● WHAT YOU NEED TO DO
Transcribe the data below verbatim, reproducing every line without changes.

● INPUT
━━━━━━━━
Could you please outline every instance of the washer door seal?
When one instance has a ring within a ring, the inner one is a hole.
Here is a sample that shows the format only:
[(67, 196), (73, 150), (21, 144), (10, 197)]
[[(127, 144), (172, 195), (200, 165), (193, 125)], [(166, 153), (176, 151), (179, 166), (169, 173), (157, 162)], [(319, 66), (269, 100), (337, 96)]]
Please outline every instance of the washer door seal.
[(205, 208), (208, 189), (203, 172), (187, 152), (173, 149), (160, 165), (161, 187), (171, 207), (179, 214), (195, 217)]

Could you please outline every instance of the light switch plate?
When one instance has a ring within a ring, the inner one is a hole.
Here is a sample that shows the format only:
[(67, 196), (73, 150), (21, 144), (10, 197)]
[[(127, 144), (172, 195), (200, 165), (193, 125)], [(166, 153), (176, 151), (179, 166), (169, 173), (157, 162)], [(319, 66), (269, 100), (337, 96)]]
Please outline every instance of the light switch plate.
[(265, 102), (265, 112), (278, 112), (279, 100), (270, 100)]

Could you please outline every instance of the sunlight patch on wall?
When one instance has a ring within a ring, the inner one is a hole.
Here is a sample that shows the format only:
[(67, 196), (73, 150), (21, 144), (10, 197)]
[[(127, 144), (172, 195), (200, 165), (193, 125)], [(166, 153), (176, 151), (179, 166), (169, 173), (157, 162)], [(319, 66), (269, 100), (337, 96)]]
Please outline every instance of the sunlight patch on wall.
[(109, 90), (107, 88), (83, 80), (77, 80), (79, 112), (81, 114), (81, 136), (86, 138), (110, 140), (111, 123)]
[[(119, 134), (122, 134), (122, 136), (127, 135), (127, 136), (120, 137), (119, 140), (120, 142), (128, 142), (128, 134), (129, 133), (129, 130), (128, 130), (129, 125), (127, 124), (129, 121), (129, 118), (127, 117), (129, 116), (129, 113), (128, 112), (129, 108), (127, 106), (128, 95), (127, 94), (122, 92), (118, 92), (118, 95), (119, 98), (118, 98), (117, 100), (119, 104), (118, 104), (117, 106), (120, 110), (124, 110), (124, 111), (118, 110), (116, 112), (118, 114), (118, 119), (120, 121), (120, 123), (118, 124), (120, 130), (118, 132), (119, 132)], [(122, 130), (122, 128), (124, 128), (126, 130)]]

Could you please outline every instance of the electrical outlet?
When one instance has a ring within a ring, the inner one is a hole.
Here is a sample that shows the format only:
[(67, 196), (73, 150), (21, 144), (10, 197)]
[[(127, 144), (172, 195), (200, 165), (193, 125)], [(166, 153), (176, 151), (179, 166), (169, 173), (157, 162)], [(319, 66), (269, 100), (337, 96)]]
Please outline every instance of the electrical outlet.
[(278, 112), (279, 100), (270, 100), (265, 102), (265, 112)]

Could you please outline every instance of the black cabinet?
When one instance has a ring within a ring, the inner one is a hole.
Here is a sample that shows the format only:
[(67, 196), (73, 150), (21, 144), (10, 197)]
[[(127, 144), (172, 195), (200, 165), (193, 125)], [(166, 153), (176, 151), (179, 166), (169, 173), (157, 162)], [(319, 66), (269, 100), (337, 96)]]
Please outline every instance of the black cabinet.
━━━━━━━━
● SOLUTION
Could you please outline every instance of the washer door seal?
When one instance has a ring within a ring, the inner one is a hole.
Here is a sample that shows the format only:
[(67, 196), (73, 150), (21, 144), (10, 197)]
[[(127, 144), (172, 195), (200, 165), (193, 125)], [(166, 153), (176, 151), (179, 166), (169, 173), (157, 162)], [(319, 66), (269, 100), (337, 96)]]
Please outline every instance of the washer door seal.
[(205, 208), (208, 189), (203, 172), (187, 152), (173, 149), (160, 165), (161, 187), (171, 207), (179, 214), (195, 217)]

Could you please outline every instance of the light switch plate?
When one instance has a ring within a ring, the inner one is a hole.
Here is a sample that shows the format only:
[(67, 196), (73, 150), (21, 144), (10, 197)]
[[(127, 144), (172, 195), (200, 165), (193, 125)], [(166, 153), (176, 151), (179, 166), (169, 173), (157, 162)], [(319, 66), (269, 100), (337, 96)]]
Please outline every instance of the light switch plate.
[(265, 102), (265, 112), (278, 112), (279, 100), (270, 100)]

Could you please outline every instance of the sunlight patch on wall?
When one instance has a ring within a ring, the inner one is a hole.
Here is a sample that shows the format only:
[(67, 196), (73, 150), (21, 144), (10, 197)]
[[(127, 144), (172, 195), (200, 165), (193, 125)], [(166, 153), (176, 151), (179, 166), (169, 173), (157, 162)], [(319, 66), (269, 100), (337, 96)]]
Please outline every instance of the sunlight patch on wall.
[(109, 90), (107, 88), (83, 80), (77, 80), (79, 112), (81, 114), (81, 136), (86, 138), (110, 140), (111, 123)]
[[(119, 134), (122, 134), (122, 136), (127, 135), (127, 136), (120, 137), (119, 140), (120, 142), (128, 142), (128, 134), (129, 133), (129, 130), (128, 130), (129, 125), (127, 124), (129, 121), (129, 118), (127, 117), (129, 116), (129, 113), (128, 112), (129, 108), (127, 106), (128, 95), (127, 94), (122, 92), (118, 92), (118, 95), (119, 98), (118, 98), (117, 100), (119, 104), (118, 104), (117, 106), (120, 110), (124, 110), (124, 111), (118, 110), (116, 112), (118, 114), (118, 119), (120, 121), (120, 123), (118, 124), (120, 130), (118, 132), (119, 132)], [(122, 130), (122, 128), (124, 128), (126, 130)]]

Could you please outline every instance of the electrical outlet?
When one instance has a ring within a ring, the inner one is a hole.
Here is a sample that shows the format only:
[(67, 196), (73, 150), (21, 144), (10, 197)]
[[(127, 144), (172, 195), (200, 165), (193, 125)], [(166, 153), (176, 151), (179, 166), (169, 173), (157, 162)], [(319, 66), (269, 100), (337, 96)]]
Please outline every instance of the electrical outlet.
[(278, 112), (279, 100), (270, 100), (265, 102), (265, 112)]

Could you please outline every instance of the black cabinet?
When one instance has a ring within a ring, the inner one is a hole.
Here is a sample that shows the format only:
[(67, 196), (73, 150), (21, 144), (10, 197)]
[[(127, 144), (172, 195), (200, 165), (193, 125)], [(166, 153), (176, 151), (179, 166), (169, 173), (157, 162)], [(319, 66), (269, 100), (337, 96)]]
Please outline every instance of the black cabinet.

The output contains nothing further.